WHAT YOU WILL DO:
A faithful, word-for-word copy of the data below is required, without pictures.

++++++++++

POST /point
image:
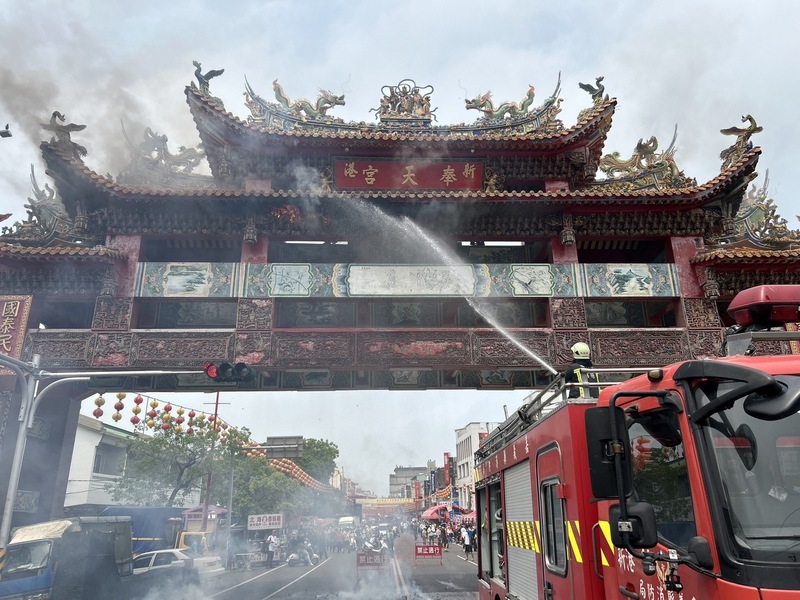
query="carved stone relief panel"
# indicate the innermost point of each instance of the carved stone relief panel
(413, 349)
(701, 313)
(314, 349)
(112, 313)
(644, 347)
(254, 314)
(254, 348)
(60, 349)
(493, 349)
(709, 343)
(177, 349)
(568, 313)
(112, 350)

++++++++++

ANSWER:
POST /point
image:
query="carved stone relief panel"
# indicate the innermost point of each instance of the carved stone relief panel
(413, 349)
(701, 313)
(314, 349)
(112, 313)
(644, 347)
(254, 314)
(254, 348)
(60, 349)
(493, 349)
(709, 343)
(177, 349)
(568, 313)
(112, 350)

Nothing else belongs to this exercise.